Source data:

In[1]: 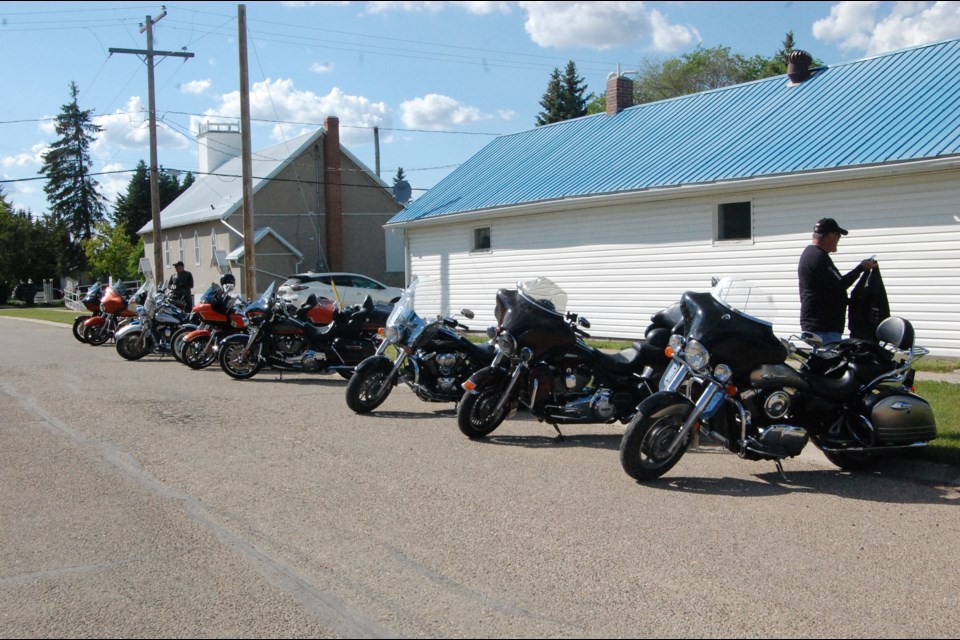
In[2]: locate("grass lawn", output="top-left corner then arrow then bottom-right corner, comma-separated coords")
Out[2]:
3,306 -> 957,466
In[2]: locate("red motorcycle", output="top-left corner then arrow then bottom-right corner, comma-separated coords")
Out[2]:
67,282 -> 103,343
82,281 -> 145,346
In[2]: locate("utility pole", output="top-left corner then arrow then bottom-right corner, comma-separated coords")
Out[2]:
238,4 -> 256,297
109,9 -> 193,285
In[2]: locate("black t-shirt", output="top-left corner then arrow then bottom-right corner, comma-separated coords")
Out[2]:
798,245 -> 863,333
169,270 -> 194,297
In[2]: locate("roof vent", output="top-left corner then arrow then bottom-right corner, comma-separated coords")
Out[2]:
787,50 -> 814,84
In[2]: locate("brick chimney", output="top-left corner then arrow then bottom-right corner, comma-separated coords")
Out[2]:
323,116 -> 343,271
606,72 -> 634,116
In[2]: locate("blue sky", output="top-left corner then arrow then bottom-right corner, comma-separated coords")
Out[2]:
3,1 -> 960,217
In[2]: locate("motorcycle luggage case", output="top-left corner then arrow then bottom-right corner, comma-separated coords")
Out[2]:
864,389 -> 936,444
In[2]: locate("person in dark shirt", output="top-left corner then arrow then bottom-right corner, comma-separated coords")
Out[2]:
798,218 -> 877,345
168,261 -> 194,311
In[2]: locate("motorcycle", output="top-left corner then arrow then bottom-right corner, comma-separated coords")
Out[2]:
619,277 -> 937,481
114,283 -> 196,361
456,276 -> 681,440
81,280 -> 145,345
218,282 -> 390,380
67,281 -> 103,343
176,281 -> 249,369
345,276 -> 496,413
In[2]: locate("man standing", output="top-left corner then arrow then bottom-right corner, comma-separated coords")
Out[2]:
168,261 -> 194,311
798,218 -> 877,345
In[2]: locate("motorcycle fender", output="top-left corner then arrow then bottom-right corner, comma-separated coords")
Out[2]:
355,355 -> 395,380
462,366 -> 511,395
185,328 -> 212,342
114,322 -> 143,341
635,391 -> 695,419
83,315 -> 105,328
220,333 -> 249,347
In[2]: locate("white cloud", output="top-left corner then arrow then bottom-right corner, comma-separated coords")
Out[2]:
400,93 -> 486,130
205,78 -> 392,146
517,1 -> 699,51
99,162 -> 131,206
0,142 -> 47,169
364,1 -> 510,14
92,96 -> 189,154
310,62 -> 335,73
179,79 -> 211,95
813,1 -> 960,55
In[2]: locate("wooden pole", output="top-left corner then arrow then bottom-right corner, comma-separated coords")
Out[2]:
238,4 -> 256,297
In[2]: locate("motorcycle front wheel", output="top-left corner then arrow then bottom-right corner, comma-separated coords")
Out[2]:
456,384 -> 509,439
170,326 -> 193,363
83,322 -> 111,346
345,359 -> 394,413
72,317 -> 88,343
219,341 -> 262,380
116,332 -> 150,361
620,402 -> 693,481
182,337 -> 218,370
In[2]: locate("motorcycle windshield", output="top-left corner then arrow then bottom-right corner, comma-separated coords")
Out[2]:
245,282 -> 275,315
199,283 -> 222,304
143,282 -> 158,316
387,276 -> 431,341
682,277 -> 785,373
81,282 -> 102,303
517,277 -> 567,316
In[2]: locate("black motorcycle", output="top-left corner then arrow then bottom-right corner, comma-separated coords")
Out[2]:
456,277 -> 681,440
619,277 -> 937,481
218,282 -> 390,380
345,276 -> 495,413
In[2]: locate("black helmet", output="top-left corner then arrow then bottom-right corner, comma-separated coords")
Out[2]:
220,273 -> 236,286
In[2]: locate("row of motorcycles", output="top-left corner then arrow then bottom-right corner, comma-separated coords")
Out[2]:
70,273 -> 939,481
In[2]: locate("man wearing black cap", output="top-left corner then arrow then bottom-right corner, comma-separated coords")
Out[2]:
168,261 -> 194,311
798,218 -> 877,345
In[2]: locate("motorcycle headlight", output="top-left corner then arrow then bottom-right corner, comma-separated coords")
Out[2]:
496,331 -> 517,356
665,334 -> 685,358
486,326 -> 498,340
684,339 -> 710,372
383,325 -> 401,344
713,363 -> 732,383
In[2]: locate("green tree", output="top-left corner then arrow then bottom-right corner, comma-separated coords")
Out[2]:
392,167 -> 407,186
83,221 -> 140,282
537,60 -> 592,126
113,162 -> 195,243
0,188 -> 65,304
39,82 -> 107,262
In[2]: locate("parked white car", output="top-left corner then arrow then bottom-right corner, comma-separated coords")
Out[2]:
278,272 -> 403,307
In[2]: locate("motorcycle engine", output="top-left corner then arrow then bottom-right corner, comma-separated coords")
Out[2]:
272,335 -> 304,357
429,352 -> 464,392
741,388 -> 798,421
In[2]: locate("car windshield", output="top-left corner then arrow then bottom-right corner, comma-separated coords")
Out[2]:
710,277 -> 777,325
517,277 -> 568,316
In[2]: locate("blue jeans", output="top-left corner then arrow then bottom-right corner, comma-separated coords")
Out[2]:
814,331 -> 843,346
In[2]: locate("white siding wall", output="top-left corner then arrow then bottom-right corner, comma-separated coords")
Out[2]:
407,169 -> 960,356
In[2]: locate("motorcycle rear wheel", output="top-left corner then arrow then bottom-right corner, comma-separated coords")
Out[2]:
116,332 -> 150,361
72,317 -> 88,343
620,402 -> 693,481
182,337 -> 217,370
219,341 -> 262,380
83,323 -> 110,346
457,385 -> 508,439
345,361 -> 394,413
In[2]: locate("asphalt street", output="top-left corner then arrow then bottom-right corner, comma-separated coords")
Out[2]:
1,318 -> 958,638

--

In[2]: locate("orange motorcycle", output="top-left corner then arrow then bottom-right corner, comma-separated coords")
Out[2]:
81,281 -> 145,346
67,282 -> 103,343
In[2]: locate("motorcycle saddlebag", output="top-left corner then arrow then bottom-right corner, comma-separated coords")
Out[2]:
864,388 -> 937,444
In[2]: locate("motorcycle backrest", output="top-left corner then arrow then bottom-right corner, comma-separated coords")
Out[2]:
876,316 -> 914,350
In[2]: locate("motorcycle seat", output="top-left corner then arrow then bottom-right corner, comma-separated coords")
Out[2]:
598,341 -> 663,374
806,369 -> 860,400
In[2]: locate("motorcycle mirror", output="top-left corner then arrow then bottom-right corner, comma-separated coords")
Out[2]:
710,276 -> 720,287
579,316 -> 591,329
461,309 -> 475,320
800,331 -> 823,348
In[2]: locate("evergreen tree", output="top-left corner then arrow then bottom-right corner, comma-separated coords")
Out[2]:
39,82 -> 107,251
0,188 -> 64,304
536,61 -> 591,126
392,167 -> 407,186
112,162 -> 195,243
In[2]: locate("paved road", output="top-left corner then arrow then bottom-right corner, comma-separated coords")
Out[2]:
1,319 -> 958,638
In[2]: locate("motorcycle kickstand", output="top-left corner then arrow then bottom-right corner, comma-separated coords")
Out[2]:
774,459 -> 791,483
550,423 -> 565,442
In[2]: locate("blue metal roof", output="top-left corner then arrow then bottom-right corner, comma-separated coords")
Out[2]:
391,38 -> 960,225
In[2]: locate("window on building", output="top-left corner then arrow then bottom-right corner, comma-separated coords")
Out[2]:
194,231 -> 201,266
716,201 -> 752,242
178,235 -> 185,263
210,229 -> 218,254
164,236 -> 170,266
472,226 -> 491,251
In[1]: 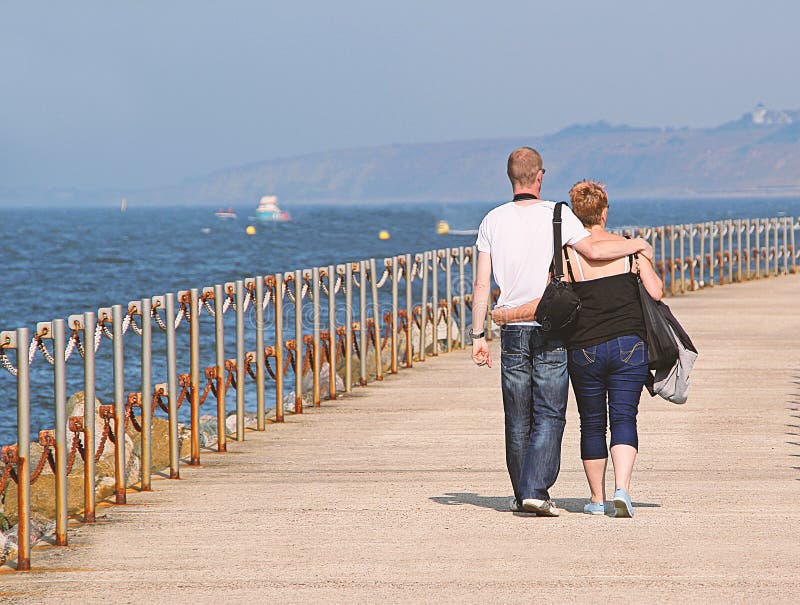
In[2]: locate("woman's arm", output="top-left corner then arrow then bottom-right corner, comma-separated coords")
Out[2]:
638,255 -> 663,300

▶ **Task requirements**
Look through the data above and report every line in which "windshield" appears.

▶ **Your solution**
In[2]: locate("motorcycle windshield", output="top-left corner then arrow then bottom-right corner, comma-separated coords")
In[2]: locate("car windshield", output="top-left corner then arrow then bottom-right corner, comma-separated coords")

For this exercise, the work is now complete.